- _Work to complete_:
For every entry that follows, return an identical copy.
(Beginning of Dataset)
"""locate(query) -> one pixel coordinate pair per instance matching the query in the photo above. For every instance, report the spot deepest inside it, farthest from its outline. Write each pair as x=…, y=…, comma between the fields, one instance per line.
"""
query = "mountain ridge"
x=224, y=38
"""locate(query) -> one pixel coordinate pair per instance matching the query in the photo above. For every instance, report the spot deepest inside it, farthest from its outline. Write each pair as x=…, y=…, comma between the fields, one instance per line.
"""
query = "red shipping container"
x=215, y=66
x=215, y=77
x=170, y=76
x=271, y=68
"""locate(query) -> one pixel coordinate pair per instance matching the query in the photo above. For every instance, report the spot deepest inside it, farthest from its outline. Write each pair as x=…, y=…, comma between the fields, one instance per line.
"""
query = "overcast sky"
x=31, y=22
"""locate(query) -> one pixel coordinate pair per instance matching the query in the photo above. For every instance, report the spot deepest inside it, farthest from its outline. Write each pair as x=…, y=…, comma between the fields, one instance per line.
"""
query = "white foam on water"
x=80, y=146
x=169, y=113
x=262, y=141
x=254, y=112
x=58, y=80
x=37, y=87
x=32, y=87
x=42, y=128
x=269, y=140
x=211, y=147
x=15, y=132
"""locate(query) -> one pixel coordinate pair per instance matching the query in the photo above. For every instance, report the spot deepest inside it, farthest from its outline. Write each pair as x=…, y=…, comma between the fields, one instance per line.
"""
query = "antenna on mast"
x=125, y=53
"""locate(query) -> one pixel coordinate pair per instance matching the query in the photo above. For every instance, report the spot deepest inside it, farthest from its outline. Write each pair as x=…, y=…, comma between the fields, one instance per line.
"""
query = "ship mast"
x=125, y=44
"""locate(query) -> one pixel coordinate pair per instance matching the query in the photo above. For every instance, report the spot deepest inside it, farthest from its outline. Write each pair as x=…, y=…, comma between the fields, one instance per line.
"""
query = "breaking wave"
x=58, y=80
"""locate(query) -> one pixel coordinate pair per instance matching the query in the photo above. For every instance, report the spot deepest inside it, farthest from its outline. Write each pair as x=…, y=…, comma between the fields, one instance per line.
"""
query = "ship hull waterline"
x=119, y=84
(End of Dataset)
- _Exercise answer_:
"""locate(query) -> one pixel coordinate pair per instance matching the query in the photo above. For every instance, report the spot deepest inside it, farthest from its outline. Write each pair as x=…, y=…, comma between the fields, one instance per line.
"""
query = "mountain ridge"
x=224, y=38
"""locate(query) -> one pixel coordinate pair per instance matching the query in the photo above. For every instance, report the spot deepest inside it, farthest from its outline. Write each pair as x=…, y=…, comma between the fields, one instance per line.
"""
query = "red shipping container"
x=215, y=66
x=215, y=77
x=170, y=76
x=271, y=68
"""locate(query) -> one pixel coordinate pair per instance matching the query in the photo above. For every instance, report the spot deepest inside it, farthest from its outline. Write each pair as x=…, y=…, comma between the fields, one instance per line.
"""
query = "overcast sky"
x=31, y=22
"""locate(query) -> one pixel coordinate pair per instance matching the query in the photo above. For every instance, report the spot deepest inside it, farthest from its outline. Write each pair as x=…, y=…, comma between the fields, one instance per line.
"""
query = "white foam on water"
x=80, y=146
x=169, y=113
x=262, y=141
x=254, y=112
x=58, y=80
x=37, y=87
x=32, y=87
x=42, y=128
x=269, y=140
x=211, y=147
x=15, y=132
"""locate(query) -> one pixel coordinate pair per instance matching the query in the photo above. For every instance, report the spot deepest inside it, farthest from its outline. Write each pair as x=…, y=…, comma between the fields, one instance per line.
"""
query = "antenna on mast"
x=125, y=53
"""locate(query) -> one pixel coordinate pair per instance matching the query in the photo above. For every instance, report the spot deepest inside it, farthest from its outline. Write each pair as x=…, y=…, comma between the fields, one instance per line.
"""
query = "ship mast"
x=125, y=44
"""locate(query) -> one pixel coordinate pair per instance matching the query in the photo above. For every instance, report the spot deepest inside it, farthest from its outline. Write each pair as x=…, y=…, comma between the fields, one instance per line.
"""
query = "breaking wave"
x=58, y=80
"""locate(query) -> one pixel coordinate pair per instance matching the query in the photo above. For every instance, report the spot deepest inside it, farthest from its outline. Write each pair as x=…, y=…, comma between the fields, one instance per line.
"""
query = "ship hull waterline"
x=119, y=84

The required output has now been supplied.